# Exercise brief:
Count the lines in the material below that contain the string "undershirt", and give only the number.

»»

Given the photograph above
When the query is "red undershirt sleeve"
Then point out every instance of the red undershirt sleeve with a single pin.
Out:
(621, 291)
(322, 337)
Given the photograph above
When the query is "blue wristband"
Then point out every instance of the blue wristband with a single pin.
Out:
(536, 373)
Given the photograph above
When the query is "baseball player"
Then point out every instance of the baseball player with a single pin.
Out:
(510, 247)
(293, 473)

««
»»

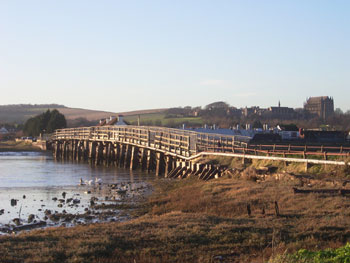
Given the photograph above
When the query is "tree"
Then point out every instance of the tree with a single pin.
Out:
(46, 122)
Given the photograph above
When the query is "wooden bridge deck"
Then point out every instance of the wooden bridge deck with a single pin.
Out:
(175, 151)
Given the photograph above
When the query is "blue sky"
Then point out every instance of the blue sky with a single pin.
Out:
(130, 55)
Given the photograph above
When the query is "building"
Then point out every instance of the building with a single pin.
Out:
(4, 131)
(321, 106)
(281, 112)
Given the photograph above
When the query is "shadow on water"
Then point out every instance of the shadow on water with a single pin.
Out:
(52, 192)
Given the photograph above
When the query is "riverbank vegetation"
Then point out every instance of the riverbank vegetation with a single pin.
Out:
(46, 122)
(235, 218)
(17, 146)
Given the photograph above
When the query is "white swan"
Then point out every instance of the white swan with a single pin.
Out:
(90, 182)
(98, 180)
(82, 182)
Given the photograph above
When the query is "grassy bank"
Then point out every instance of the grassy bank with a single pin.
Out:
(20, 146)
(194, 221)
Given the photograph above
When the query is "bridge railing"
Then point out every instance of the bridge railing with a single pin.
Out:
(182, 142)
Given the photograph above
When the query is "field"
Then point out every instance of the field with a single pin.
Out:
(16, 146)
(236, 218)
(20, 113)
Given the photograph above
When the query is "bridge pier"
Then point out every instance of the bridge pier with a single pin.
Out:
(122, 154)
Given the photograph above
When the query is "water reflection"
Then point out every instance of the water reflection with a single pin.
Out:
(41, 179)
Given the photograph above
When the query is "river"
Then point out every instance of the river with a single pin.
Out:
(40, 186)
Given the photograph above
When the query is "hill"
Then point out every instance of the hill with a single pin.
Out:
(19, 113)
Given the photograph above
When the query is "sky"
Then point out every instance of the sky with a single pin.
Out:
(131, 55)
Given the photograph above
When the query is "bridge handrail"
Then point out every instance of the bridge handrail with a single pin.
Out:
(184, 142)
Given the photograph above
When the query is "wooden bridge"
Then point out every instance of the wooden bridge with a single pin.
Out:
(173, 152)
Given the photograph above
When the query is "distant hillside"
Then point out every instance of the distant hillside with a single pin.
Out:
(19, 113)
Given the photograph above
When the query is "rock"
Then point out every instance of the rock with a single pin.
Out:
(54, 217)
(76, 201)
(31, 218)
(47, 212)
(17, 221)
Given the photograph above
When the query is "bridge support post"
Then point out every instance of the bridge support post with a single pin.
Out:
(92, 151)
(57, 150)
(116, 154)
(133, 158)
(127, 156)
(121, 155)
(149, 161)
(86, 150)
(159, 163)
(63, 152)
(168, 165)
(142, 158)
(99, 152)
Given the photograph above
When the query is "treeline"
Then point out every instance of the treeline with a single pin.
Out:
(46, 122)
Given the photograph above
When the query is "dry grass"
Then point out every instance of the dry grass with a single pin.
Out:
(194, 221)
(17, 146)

««

# Worked answer:
2